*Task to complete*. Where a line below holds the string "gravel", copy that line.

[Start of section]

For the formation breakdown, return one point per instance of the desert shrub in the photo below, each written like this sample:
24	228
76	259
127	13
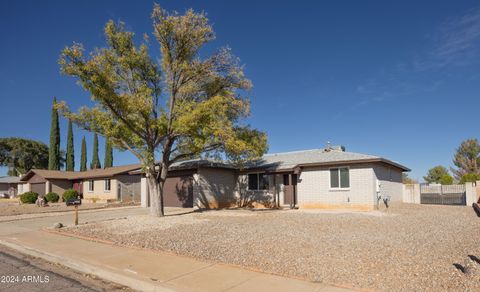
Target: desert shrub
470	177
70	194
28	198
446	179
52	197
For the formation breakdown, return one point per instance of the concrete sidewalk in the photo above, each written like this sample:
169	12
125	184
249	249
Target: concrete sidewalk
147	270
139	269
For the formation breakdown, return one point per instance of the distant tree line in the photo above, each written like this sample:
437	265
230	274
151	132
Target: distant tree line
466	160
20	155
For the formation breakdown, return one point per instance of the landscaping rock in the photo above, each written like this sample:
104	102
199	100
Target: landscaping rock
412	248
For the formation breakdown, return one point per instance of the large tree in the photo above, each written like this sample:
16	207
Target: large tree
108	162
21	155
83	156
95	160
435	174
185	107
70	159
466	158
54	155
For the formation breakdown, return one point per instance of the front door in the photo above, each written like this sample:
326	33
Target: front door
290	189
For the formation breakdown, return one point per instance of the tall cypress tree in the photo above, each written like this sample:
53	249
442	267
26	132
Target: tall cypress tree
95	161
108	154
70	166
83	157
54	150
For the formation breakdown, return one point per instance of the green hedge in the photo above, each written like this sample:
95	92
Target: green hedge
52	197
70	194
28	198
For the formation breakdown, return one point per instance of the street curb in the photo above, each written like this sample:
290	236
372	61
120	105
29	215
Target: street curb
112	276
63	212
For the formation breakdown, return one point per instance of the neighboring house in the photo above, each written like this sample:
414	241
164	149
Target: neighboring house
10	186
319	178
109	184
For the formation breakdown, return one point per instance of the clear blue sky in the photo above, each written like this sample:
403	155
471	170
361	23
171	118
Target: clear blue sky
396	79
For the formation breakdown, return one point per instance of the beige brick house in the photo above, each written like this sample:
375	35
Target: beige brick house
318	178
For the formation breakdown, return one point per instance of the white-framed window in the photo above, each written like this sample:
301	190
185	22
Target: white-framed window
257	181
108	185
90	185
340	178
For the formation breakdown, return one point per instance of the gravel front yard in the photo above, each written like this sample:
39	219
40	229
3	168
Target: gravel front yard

[End of section]

*Task output*.
For the formation breakdown, return one point per instance of the gravel front yard in the photo above, each written like this sample:
Target: gravel front yard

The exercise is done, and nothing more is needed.